What is required — Can you transcribe the passage on winning and losing trades word for word?

Document —
Here's a spreadsheet, providing basic performance statistics and a listing of the larger winning and losing trades:


(Click to enlarge)

Starting with the winners, it should be noted that most of them had CCC credentials: they appear on the list of Dividend Champions, Contenders and Challengers as maintained by David Fish. The performance of the diagonal spread options positions is startling, relative to the underlying: I went back and rechecked my spreadsheet for all of them, and that's what they did.

The winning trade on the S&P 500 index ETF (NYSEARCA:SPY) was a hedge, long deep in the money puts, well timed and executed.

The losers were few, 6 of 32, but the average loss was $3,643, compared to an average gain of $2,158 for the winning trades. Hewlett-Packard (NYSE:HPQ) and MBIA (NYSE:MBI) stand out like sore thumbs. Both are Deep and/or Speculative Value plays. Neither has CCC credentials.

The big losing trades are still open, as are substantial positions in 3M (NYSE:MMM), MetLife (NYSE:MET) and Prudential Financial (NYSE:PRU). The others listed in the spreadsheet have been closed.

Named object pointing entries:
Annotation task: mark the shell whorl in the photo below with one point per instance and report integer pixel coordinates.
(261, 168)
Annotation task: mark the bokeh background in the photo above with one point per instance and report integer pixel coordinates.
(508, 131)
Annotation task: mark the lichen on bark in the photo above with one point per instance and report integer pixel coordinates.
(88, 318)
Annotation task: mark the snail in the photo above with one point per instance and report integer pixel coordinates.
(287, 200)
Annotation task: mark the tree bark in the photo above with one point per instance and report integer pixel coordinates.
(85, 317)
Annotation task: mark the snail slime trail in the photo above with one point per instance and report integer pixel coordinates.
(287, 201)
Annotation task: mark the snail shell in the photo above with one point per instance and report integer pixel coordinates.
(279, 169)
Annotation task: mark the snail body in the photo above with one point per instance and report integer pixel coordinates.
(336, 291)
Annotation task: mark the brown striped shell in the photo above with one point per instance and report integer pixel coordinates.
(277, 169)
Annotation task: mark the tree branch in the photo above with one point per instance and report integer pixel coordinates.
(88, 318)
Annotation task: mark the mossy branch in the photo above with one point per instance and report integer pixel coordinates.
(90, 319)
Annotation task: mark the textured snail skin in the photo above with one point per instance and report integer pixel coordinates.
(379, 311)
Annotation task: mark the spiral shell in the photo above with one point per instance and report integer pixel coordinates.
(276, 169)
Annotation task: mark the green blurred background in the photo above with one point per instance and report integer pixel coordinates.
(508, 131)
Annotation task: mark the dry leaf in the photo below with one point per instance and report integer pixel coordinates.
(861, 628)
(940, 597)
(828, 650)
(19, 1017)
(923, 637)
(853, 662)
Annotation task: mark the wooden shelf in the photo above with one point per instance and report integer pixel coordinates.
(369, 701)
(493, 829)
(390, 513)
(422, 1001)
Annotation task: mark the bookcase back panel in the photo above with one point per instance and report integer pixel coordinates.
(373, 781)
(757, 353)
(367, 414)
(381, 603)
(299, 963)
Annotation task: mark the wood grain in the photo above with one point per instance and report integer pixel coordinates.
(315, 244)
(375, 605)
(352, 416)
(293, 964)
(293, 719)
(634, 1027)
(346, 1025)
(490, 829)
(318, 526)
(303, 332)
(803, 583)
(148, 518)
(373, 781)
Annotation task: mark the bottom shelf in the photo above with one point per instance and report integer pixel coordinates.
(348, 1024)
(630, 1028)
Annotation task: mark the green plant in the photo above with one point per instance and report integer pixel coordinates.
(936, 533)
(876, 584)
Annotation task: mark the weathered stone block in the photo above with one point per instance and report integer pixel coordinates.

Complete answer —
Here's a spreadsheet, providing basic performance statistics and a listing of the larger winning and losing trades:


(Click to enlarge)

Starting with the winners, it should be noted that most of them had CCC credentials: they appear on the list of Dividend Champions, Contenders and Challengers as maintained by David Fish. The performance of the diagonal spread options positions is startling, relative to the underlying: I went back and rechecked my spreadsheet for all of them, and that's what they did.

The winning trade on the S&P 500 index ETF (NYSEARCA:SPY) was a hedge, long deep in the money puts, well timed and executed.

The losers were few, 6 of 32, but the average loss was $3,643, compared to an average gain of $2,158 for the winning trades. Hewlett-Packard (NYSE:HPQ) and MBIA (NYSE:MBI) stand out like sore thumbs. Both are Deep and/or Speculative Value plays. Neither has CCC credentials.

The big losing trades are still open, as are substantial positions in 3M (NYSE:MMM), MetLife (NYSE:MET) and Prudential Financial (NYSE:PRU). The others listed in the spreadsheet have been closed.